> [REQUIREMENT] Can you repeat the rows below with every "boardwalk" changed to "pier" and nothing else altered, leaving out the pictures?

> [DATASET RECORDS]
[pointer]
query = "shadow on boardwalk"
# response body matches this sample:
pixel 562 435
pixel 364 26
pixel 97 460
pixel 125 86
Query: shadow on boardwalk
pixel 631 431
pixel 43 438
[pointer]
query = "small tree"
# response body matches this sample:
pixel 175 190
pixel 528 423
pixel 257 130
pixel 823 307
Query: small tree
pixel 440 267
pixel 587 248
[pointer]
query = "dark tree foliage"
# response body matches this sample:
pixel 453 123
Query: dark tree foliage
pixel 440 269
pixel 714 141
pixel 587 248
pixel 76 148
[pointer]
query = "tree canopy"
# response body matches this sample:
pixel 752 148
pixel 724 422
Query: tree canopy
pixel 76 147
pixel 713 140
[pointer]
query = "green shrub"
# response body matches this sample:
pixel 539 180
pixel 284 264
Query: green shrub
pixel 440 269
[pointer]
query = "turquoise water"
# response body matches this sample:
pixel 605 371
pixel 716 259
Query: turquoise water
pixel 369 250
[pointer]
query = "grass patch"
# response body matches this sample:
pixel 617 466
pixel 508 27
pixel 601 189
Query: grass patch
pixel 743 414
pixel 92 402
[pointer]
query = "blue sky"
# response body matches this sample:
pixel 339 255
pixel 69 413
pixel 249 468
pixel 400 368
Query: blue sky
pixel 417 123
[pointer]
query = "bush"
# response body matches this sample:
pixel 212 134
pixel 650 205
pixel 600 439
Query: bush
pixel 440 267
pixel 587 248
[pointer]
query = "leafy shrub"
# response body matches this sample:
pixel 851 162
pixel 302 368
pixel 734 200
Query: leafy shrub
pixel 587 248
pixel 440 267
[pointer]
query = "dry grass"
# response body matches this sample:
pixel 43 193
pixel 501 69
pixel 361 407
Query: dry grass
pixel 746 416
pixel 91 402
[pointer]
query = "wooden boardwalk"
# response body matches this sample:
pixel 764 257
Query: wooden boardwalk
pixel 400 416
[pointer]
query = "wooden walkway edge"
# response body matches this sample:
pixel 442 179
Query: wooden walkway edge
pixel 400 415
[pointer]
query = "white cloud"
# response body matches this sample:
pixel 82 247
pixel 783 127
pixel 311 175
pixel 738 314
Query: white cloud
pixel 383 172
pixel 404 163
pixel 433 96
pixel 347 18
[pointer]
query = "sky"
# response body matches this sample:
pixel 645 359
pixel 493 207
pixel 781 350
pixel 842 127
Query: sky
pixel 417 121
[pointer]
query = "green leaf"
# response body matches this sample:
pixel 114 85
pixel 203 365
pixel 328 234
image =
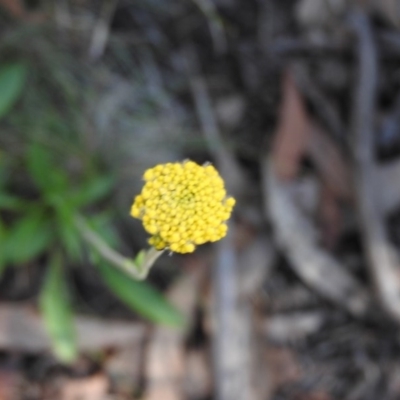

> [TASK OUTPUT]
[pointer]
query = "shadow on pier"
# response body matches this sample:
pixel 562 435
pixel 364 26
pixel 97 460
pixel 125 86
Query: shadow on pier
pixel 631 431
pixel 43 438
[pointer]
query = "small tree"
# response body matches this sample:
pixel 175 190
pixel 528 423
pixel 257 130
pixel 823 307
Query: small tree
pixel 440 267
pixel 587 248
[pointer]
query = "dark tree foliage"
# response body matches this sample:
pixel 453 123
Query: dark tree foliage
pixel 440 269
pixel 714 141
pixel 587 248
pixel 76 148
[pointer]
query = "tree canopy"
# response body matches this sample:
pixel 752 148
pixel 724 422
Query: tree canopy
pixel 76 147
pixel 713 140
[pointer]
query = "green shrub"
# response body matches this sample:
pixel 539 180
pixel 284 264
Query: green shrub
pixel 440 269
[pointer]
query = "turquoise water"
# response body matches this sample:
pixel 605 371
pixel 716 259
Query: turquoise water
pixel 369 250
[pointer]
query = "grass patch"
# response body matches this sample:
pixel 617 466
pixel 508 27
pixel 601 189
Query: grass patch
pixel 743 414
pixel 92 402
[pointer]
query = "blue sky"
# response body matches this sample:
pixel 339 255
pixel 69 413
pixel 249 468
pixel 400 368
Query: blue sky
pixel 417 123
[pointer]
query = "bush"
# response body matches this sample:
pixel 212 134
pixel 650 205
pixel 600 439
Query: bush
pixel 440 267
pixel 587 248
[pointer]
query = "leafy shrub"
# response body matches this sample:
pixel 851 162
pixel 302 368
pixel 734 200
Query: leafy shrub
pixel 587 248
pixel 440 267
[pointer]
query = "dry grass"
# response body matches this sample:
pixel 43 193
pixel 501 69
pixel 361 407
Query: dry grass
pixel 746 416
pixel 91 402
[pointer]
query = "wooden pier"
# response body matches this sample:
pixel 764 257
Query: wooden pier
pixel 400 416
[pointer]
query = "wooden walkway edge"
# response body matches this sample:
pixel 442 179
Query: wooden walkway edge
pixel 400 415
[pointer]
query = "white cloud"
# response body matches this sample:
pixel 82 247
pixel 783 127
pixel 311 175
pixel 738 314
Query: white cloud
pixel 383 172
pixel 404 163
pixel 433 96
pixel 347 18
[pointer]
query = "sky"
# response body matches this sample:
pixel 645 359
pixel 493 207
pixel 781 350
pixel 842 127
Query: sky
pixel 417 121
[pointer]
query = "green leaf"
# response body matches this sample:
pixel 114 85
pixel 203 365
pixel 328 234
image =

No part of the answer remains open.